Dataset records:
= Beginning of Section =

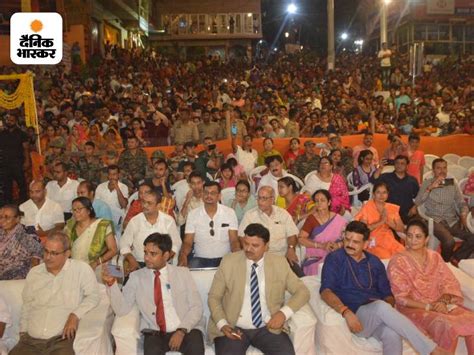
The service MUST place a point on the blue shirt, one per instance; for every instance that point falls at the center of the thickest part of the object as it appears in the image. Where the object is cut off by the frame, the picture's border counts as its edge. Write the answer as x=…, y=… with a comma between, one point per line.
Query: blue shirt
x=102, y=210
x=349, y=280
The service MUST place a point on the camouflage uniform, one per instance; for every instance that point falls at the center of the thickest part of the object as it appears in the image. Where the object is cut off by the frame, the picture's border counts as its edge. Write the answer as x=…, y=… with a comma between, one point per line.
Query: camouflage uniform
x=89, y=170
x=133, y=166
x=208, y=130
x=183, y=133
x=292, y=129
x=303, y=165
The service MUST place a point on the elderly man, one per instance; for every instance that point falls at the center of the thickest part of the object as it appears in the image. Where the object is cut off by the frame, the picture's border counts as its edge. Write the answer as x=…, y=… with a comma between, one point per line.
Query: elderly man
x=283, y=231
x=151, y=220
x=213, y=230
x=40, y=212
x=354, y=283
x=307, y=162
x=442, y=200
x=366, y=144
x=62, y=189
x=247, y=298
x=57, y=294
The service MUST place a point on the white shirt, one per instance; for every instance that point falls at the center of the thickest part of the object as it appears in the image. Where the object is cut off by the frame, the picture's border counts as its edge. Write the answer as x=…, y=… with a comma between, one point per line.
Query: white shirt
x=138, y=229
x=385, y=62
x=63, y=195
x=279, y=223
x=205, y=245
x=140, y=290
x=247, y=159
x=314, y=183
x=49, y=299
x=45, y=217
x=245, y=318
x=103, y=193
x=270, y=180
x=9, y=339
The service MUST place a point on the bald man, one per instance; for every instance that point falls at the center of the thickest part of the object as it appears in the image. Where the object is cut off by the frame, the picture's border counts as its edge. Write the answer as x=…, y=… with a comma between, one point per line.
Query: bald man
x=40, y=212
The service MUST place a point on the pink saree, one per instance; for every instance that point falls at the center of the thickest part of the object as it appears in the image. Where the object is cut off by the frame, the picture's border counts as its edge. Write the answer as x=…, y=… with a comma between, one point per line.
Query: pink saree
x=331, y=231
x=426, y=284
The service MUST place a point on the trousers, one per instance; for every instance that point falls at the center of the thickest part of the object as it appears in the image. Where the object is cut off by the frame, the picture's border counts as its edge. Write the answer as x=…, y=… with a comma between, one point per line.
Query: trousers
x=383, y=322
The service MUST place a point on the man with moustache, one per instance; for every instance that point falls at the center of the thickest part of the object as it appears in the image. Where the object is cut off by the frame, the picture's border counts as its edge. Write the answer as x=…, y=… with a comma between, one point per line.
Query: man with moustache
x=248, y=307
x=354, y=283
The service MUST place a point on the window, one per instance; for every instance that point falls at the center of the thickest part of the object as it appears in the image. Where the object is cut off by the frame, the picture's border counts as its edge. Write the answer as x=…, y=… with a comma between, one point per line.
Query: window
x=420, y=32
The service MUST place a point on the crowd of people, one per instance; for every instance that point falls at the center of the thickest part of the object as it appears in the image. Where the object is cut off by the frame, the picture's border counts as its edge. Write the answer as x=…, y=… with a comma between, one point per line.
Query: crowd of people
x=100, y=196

= End of Section =
= Beginning of Section =

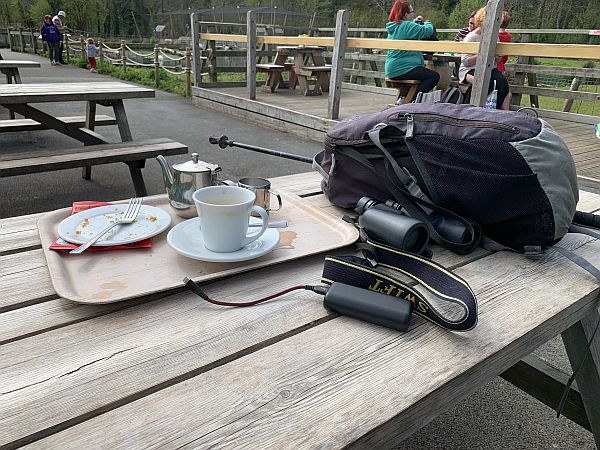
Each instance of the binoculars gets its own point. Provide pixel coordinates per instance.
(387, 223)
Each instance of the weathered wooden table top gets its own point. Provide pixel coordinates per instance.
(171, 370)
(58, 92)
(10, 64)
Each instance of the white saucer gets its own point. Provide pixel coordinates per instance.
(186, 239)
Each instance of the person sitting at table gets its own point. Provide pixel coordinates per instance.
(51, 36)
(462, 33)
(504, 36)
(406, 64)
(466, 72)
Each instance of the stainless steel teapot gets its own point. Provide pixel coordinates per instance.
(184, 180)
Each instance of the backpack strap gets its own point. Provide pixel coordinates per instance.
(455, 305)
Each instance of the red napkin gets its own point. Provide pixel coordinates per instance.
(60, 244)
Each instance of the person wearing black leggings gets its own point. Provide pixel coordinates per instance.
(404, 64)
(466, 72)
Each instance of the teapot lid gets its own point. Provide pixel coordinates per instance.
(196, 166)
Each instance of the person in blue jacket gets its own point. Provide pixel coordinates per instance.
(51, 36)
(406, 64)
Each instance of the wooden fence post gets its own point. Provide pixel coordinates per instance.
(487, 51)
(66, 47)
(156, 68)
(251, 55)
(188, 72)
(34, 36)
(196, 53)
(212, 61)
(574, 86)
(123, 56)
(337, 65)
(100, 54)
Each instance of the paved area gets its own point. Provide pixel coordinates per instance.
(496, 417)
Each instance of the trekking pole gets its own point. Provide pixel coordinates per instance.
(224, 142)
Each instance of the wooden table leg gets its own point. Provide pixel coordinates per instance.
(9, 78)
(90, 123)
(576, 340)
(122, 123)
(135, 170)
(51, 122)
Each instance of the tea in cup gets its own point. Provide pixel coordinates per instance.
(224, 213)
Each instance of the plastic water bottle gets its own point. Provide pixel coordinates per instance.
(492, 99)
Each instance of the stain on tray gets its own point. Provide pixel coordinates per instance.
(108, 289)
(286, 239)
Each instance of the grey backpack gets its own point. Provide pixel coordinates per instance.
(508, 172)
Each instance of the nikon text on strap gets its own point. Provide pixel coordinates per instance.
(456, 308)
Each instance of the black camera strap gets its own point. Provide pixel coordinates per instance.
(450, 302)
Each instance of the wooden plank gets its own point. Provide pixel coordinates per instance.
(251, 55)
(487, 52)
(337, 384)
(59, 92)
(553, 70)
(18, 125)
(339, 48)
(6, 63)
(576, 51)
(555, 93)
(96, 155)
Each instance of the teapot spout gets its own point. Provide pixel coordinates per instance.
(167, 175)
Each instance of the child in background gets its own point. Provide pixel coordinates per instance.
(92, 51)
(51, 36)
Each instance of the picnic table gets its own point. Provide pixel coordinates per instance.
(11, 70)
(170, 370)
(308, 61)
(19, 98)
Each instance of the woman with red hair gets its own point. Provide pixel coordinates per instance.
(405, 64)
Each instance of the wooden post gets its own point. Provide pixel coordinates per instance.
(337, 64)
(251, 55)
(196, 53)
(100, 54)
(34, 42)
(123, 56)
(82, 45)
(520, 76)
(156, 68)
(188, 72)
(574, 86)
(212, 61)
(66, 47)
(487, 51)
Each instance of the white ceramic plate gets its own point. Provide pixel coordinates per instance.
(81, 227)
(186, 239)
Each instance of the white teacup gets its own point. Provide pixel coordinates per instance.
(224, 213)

= End of Section =

— Requirement —
Please transcribe exactly the lines above from the line that has "The service MUST place a point on the camouflage" up to and including the line that has "The service MUST place a point on the elderly"; no other line belongs in the answer.

— Output of the task —
The service MUST place a point on the camouflage uniform, one per instance; for every instance that point falls at the center of the thickest part of the object as it appears in the image. Where the object is cut off by the frame, the picture's border counts as its edge. Write the answer as x=…, y=… with a comma between, one point per line.
Query: camouflage uniform
x=89, y=170
x=133, y=166
x=208, y=130
x=183, y=133
x=292, y=129
x=303, y=165
The service MUST place a point on the elderly man, one per instance; for every instance that point falls at the center of the thickest part of the object as it appears in the image. Where the object is cut off by the frame, the picture's border counts as its edge. Write the answer as x=…, y=… with a comma between, one point per line.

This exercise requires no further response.